All of this is by way of introduction to the main theme of this month’s
essay, the so-called peace agreement with Moro rebels in Mindanao and the hidden
agenda that most people in the Philippines believe to be behind it.
Around five percent of the population of the Philippines are Muslim. The
other 95 percent are nominally Christian of which all but two percent claim to
be Roman Catholics. The majority of the Muslim population lives on the southern
island of Mindanao which is potentially rich in agricultural land, in fisheries
in the surrounding seas and in the extent of its mineralization.
Over the past fifty years and especially during the Marcos years, the
Christianization of the region has been accelerated with landless peasants from
Luzon being relocated to rural Mindanao during this period and being gifted land
to till. For the most part Christians and Muslims live peacefully together and
intermarriage within communities is not uncommon. Muslim men take Christian
wives and Christian men take Muslim wives. Quite often the children of such
marriages adopt gender-based religious beliefs. Sons take the religion of their
father; daughters take the religion of their mother.
The Christianization of traditionally Muslim areas created the roots of the
present tension although left to themselves most communities are able to live in
peace under such arrangements.
But of course quite often those with their own agendas will not leave such
communities to live peaceably together. Muslim extremists have a long history of
wanting Mindanao to be a separate state. The Spanish during their tenure left
Mindanao largely to its own devices; the Americans attempted pacification but,
outside of the main cities, largely failed. As part of an independent
Philippines, Mindanao has for a long period been all but ignored. This explains
why the incidence of poverty in Mindanao is the highest in a country where the
level of poverty is already high. For the Philippines as a whole, around 30
percent of the population live below the poverty line; in some Muslim areas of
Mindanao, that level increases to around 70 percent.
Neglect by Manila and outright hostility towards Muslims, especially during
the Marcos years have created deep-seated distrust among Muslim (Moro) leaders.
An initial peace agreement with the main Muslim rebel group, the Moro
National Liberation Front or MNLF was reached in 1996 after protracted
negotiation and which gave autonomy to those areas with predominantly Muslim
populations. A new Administrative Region of Muslim Mindanao (ARMM) was created.
The more radical Muslim elements rejected the agreement and formed a breakaway
faction known as the Moro Islamic Liberation Front (MILF) which to this day has
been agitating for an extended Muslim area claiming that the agreement reached
by the MNLF was a sell-out to the Muslim cause.
This then is the origin of the fighting in Mindanao that has continued over
the past decade and which has led to occasional terrorist acts in Manila,
protracted guerrilla actions in a number of Mindanao provinces and in the
various kidnappings of Filipinos and foreigners, including a U.S. missionary
couple that have taken place from time to time.
The Arroyo administration has adopted a policy of fresh negotiations with the
Muslim rebels but until recently there was little to show for it despite the
“cease-fire” issued by the MILF back in 2003. In the meantime, order has
been kept by an international monitoring force led by Malaysia.
Troop withdrawals started earlier this year and the peace-keeping mission
formally terminated this past month. This provided the urgency for President
Arroyo to come up with a fresh peace deal.
Elation that initially greeted news of peace in our time, turned quickly to
frustration and then to anger. Plainly speaking, President Arroyo again botched
it. The question on people’s minds is whether this botching was a deliberate
act of sabotage and whether, once more, hidden agendas were at work.

- **Pointing and labeling entries**
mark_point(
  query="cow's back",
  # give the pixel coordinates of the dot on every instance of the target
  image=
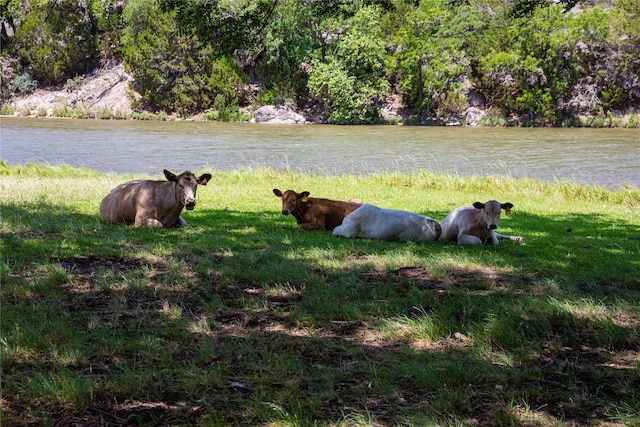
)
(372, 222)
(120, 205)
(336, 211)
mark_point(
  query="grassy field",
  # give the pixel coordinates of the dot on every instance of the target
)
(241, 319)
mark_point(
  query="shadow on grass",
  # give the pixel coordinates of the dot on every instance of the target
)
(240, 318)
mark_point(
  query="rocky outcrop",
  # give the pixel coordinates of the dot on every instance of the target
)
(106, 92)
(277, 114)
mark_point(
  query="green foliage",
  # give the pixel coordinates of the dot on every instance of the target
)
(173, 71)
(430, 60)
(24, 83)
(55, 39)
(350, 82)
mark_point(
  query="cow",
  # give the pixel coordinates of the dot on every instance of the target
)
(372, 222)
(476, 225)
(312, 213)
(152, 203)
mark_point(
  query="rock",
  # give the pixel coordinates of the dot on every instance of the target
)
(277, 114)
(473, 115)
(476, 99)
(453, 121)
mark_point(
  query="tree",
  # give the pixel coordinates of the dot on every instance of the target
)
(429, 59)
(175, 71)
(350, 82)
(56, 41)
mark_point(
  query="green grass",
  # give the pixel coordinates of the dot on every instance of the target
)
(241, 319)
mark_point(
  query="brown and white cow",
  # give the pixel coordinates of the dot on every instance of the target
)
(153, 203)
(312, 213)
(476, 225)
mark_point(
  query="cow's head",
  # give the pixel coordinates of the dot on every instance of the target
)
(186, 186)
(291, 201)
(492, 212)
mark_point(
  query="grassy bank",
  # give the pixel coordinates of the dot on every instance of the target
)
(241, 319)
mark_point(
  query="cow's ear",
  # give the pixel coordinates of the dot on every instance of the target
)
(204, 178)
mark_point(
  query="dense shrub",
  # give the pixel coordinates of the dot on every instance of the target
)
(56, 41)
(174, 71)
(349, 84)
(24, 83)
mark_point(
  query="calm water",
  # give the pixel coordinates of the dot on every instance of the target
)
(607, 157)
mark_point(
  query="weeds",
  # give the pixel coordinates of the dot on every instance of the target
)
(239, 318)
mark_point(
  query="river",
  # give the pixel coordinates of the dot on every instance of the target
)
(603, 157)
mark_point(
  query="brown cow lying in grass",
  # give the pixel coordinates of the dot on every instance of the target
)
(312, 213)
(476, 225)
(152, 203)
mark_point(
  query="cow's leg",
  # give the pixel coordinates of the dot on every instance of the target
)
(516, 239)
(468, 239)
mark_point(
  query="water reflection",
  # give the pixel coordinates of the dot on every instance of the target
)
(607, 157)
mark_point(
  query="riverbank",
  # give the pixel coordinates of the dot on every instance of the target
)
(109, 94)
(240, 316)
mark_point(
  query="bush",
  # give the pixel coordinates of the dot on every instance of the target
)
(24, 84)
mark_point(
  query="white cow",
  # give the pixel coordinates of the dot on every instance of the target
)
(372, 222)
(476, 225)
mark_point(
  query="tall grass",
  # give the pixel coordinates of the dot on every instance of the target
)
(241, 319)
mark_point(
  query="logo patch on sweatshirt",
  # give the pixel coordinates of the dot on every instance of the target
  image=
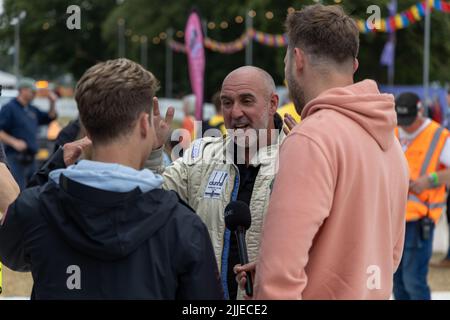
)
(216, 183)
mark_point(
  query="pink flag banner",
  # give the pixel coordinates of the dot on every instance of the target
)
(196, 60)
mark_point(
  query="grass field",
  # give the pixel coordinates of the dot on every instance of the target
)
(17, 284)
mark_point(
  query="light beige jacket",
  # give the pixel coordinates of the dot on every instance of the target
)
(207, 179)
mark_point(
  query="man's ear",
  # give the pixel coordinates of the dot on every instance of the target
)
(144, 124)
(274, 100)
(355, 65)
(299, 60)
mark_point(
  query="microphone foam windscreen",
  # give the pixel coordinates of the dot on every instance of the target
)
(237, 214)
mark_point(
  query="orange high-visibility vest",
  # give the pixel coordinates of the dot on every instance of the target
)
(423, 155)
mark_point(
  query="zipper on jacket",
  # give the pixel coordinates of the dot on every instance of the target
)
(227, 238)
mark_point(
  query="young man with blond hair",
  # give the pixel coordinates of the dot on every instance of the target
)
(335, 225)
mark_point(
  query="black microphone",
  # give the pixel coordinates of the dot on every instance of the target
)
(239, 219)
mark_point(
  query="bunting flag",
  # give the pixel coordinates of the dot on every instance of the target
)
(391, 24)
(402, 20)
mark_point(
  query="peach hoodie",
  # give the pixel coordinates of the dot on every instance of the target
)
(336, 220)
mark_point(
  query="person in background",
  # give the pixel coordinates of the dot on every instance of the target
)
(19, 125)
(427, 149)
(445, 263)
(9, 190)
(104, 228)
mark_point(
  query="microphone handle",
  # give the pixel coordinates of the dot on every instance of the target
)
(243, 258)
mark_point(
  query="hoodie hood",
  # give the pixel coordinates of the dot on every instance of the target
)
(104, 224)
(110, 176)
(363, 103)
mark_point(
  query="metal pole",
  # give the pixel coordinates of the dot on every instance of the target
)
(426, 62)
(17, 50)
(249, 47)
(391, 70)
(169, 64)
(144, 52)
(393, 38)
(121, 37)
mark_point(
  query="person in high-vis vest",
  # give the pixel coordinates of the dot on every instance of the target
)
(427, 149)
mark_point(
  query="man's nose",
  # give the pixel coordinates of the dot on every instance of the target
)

- **WRITTEN TASK A**
According to the Mindanao essay, in what year was the first peace agreement with the Moro National Liberation Front reached?
- **WRITTEN TASK B**
Summarize the Mindanao essay in two sentences.
- **WRITTEN TASK C**
List every percentage figure given in the Mindanao essay, along with what each one describes.
The material has no connection to the Mindanao essay.

- **FINAL RESULT A**
1996

- **FINAL RESULT B**
Mindanao, where most of the Philippines' Muslim minority lives, has long been neglected and is very poor, and the Christianization of Muslim areas, together with hostility toward Muslims during the Marcos years, bred tension and deep distrust among Moro leaders. A 1996 autonomy agreement with the MNLF was rejected by the breakaway MILF, which led to a decade of fighting, and when a Malaysian-led monitoring mission ended, President Arroyo produced a fresh peace deal that she botched, leaving people asking whether hidden agendas were at work.

- **FINAL RESULT C**
- Five percent: the share of the Philippine population that is Muslim
- 95 percent: the share that is nominally Christian
- Two percent: the share of the population that is Christian but does not claim to be Roman Catholic
- Around 30 percent: the share of the Philippine population living below the poverty line
- Around 70 percent: the share living below the poverty line in some Muslim areas of Mindanao